Objective A
In the Martinez tax court opinion, repeat the passage between "1. The Trustee" and "be distributed annually.", inclusive.
Objective B
Answer these about the Martinez tax court opinion:
(i) What amount of gift tax deficiency did the respondent determine against the petitioner?
(ii) Where was the petitioner a legal resident when her petition was filed?
(iii) How much cash was transferred into the trust for the petitioner's mother?

:: Text block

Martinez v. Comm'r of Internal Revenue

Decision Date19 October 1976
Docket NumberDocket No. 7586—74.
Citation67 T.C. 60
PartiesCHERLYN C. CALDWELL MARTINEZ, PETITIONER v. COMMISSIONER OF INTERNAL REVENUE, RESPONDENT
CourtU.S. Tax Court

OPINION TEXT STARTS HERE

Petitioner established two identical irrevocable trusts, naming her mother as beneficiary of one and her father as beneficiary of the other. The terms of each trust require the trustee thereof to distribute at least annually all of the net income to the beneficiary for life. The trustee is prohibited from distributing any principal to the beneficiary. There is no power to accumulate income. Upon death of the beneficiary the trust terminates and the corpus reverts to petitioner, if living. The trustee was given the power, in his absolute discretion, to (1) make disbursements and charges from either income or principal and (2) determine whether a trust receipt constituted principal or income. Petitioner claimed two $3,000 exclusions on her gift tax return for gifts to the beneficiaries and excluded the value of her reversionary interests from the value of gifts subject to gift tax. Held: The trustor intended to give beneficiaries a viable income right which boilerplate administrative powers could not derogate under local law. Hence, the present interest and reversionary interests are capable of valuation and petitioner is entitled to $3,000-per-donee exclusion and to have value of reversionary interest excluded from taxable gifts. Charles A. Pinney, Jr., for the petitioner.

William K. Shipley and Allen R. Herson, for the respondent.

STERRETT, Judge:

Respondent determined a deficiency in petitioner's gift tax for the calendar year 1969 in the amount of $15,609.67. The principal issue for our determination is whether, in two trusts established by petitioner, the administrative powers granted the trustee cause the interest retained by petitioner and the interest created in the beneficiary to be not susceptible of measurement on the basis of generally accepted valuation principles.

FINDINGS OF FACT

This case was submitted under Rule 122, hence all of the facts have been stipulated and are so found.

Petitioner Cherlyn C. Caldwell Martinez was a legal resident of Bonita, Calif., at the time her petition was filed. She filed her United States gift tax return for the calendar year 1969 with the Office of the Internal Revenue Service, International Operations Division, Washington, D.C.

On April 1, 1969, petitioner and Courtney Coleman Caldwell executed an irrevocable declaration of trust whereby cash in the amount of $80,000 was transferred from petitioner to Courtney Coleman Caldwell as trustee for the benefit of Eleanor J. Caldwell, mother of petitioner. Petitioner, on the same date, also executed an irrevocable declaration of trust, transferring $80,000 for the benefit of her father, Conrad C. Caldwell. Both trust instruments executed by petitioner contain identical terms and provisions except for the identity of the beneficiaries. Hereinafter, the singular shall be used to refer to both trusts.

Article I of the trust reads in pertinent part as follows:

ARTICLE I

Distribution of Income and Principal

1. The Trustee shall distribute to or apply for the benefit of the said beneficiary all of the net income annually, or in such convenient periodic installments during the year as the Trustee deems advisable, but in any event all of the income shall be distributed annually.

::::
:: Data records

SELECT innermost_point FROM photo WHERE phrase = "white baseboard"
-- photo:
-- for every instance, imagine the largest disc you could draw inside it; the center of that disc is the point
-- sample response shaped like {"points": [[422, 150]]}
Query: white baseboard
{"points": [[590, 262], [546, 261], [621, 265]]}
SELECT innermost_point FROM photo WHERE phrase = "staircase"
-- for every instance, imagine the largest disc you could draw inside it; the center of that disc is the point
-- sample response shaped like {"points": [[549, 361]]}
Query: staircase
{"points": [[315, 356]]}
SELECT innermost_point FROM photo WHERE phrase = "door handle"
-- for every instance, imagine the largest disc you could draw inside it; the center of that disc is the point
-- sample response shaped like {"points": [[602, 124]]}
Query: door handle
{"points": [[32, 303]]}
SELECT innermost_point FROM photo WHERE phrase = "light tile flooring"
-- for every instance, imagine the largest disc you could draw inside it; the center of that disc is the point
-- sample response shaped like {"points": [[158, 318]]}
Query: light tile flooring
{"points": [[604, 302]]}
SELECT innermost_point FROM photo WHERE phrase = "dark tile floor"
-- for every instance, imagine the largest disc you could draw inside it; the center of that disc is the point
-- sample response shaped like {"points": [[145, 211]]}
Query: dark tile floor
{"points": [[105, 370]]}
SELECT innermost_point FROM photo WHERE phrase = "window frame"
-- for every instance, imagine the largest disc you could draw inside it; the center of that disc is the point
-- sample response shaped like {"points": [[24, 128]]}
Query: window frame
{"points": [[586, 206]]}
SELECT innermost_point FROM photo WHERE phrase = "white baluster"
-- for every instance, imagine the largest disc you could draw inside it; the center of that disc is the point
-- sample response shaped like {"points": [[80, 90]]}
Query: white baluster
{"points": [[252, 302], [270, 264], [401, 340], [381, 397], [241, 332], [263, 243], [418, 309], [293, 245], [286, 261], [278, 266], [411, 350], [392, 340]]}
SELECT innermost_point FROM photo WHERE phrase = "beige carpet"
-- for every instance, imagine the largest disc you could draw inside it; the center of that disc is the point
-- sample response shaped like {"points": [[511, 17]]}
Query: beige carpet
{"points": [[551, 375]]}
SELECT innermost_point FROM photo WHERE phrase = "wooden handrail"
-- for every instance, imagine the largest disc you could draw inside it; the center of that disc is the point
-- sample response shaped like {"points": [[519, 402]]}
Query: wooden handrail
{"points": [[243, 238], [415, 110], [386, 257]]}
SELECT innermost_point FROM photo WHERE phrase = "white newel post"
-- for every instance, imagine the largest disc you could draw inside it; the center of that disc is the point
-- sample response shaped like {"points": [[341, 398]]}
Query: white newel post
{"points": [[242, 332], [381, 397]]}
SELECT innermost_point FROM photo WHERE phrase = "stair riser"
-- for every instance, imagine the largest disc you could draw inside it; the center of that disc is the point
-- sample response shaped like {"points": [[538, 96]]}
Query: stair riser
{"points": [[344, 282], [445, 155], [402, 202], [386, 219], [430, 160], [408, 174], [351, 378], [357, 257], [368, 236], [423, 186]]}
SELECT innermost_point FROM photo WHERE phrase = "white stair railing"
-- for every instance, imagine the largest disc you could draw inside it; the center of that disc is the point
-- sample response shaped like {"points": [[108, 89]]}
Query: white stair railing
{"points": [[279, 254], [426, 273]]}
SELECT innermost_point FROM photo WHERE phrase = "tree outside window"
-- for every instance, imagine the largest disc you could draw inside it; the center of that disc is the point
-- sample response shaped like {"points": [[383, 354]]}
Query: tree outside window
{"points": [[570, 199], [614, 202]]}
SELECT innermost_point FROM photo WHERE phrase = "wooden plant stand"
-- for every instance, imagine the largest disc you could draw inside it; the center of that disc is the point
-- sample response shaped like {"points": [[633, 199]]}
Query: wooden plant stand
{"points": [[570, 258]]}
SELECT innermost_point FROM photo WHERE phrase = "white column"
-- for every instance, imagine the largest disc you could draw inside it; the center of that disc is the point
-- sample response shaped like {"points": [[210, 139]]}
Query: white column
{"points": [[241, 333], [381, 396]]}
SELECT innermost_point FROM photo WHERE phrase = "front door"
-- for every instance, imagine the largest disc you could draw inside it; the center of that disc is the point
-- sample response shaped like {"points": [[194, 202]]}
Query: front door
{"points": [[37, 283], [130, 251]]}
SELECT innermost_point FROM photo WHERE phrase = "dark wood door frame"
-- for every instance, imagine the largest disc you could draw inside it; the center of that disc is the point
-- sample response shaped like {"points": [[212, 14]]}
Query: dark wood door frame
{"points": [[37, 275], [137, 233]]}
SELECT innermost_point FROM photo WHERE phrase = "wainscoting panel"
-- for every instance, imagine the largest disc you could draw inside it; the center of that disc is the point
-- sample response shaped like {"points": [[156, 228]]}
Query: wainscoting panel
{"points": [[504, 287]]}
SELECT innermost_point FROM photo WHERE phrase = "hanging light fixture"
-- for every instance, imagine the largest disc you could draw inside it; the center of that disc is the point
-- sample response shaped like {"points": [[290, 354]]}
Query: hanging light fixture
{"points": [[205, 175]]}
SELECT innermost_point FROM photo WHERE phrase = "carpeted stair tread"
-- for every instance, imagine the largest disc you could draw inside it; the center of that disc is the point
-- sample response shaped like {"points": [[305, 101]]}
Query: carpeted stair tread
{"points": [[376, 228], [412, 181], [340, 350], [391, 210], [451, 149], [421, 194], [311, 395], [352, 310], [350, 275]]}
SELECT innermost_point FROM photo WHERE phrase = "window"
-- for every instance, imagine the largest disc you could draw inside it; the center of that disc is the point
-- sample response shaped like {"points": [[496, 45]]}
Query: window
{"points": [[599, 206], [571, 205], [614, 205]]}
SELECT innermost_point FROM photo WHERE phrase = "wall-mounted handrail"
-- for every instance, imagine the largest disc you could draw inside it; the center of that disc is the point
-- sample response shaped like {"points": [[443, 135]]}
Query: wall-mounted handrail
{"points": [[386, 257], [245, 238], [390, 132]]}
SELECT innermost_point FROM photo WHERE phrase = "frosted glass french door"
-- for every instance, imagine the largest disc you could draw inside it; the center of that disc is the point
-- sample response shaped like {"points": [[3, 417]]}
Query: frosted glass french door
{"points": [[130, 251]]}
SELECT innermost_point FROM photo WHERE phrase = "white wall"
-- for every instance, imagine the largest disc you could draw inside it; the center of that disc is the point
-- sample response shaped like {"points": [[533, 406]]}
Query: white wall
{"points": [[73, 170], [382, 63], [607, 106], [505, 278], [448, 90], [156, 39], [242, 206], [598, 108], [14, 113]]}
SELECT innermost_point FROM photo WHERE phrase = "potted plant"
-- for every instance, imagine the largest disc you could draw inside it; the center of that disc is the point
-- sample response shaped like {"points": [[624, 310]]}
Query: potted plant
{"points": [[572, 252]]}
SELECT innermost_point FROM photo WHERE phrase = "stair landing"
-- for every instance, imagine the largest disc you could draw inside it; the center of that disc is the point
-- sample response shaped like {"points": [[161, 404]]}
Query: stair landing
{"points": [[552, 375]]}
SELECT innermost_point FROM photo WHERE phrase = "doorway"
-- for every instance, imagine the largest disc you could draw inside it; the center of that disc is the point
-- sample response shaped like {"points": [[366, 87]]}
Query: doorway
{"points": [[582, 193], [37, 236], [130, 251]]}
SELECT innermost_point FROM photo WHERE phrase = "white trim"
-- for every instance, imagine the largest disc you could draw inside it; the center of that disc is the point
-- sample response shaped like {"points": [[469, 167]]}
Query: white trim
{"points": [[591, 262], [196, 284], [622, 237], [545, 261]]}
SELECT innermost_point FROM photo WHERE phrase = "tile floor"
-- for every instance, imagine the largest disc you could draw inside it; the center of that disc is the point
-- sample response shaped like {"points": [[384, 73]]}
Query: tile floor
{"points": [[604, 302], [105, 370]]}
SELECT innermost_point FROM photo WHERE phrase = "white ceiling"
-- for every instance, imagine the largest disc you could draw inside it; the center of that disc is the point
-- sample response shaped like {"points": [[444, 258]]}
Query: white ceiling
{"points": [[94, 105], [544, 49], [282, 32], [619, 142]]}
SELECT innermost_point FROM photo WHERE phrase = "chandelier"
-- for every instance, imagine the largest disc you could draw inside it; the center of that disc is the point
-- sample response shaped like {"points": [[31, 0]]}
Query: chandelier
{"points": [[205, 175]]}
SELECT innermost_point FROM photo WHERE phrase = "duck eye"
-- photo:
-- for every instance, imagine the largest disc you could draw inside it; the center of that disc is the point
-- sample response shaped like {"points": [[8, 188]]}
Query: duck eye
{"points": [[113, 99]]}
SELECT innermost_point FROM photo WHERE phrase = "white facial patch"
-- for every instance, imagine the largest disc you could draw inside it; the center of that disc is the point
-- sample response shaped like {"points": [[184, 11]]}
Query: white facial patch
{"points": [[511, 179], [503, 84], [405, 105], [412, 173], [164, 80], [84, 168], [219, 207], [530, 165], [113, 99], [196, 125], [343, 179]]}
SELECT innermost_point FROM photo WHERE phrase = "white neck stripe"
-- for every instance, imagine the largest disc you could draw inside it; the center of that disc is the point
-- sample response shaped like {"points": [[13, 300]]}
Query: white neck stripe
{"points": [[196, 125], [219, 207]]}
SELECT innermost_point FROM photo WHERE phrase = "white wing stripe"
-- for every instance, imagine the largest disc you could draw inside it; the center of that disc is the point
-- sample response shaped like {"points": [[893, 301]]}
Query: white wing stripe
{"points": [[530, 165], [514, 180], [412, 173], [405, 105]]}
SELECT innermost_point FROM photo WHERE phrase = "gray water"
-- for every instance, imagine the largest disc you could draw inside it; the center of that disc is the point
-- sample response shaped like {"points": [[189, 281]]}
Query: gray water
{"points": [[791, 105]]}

::::

Right answer A
1. The Trustee shall distribute to or apply for the benefit of the said beneficiary all of the net income annually, or in such convenient periodic installments during the year as the Trustee deems advisable, but in any event all of the income shall be distributed annually.

Right answer B
(i) $15,609.67, for the calendar year 1969
(ii) Bonita, Calif.
(iii) $80,000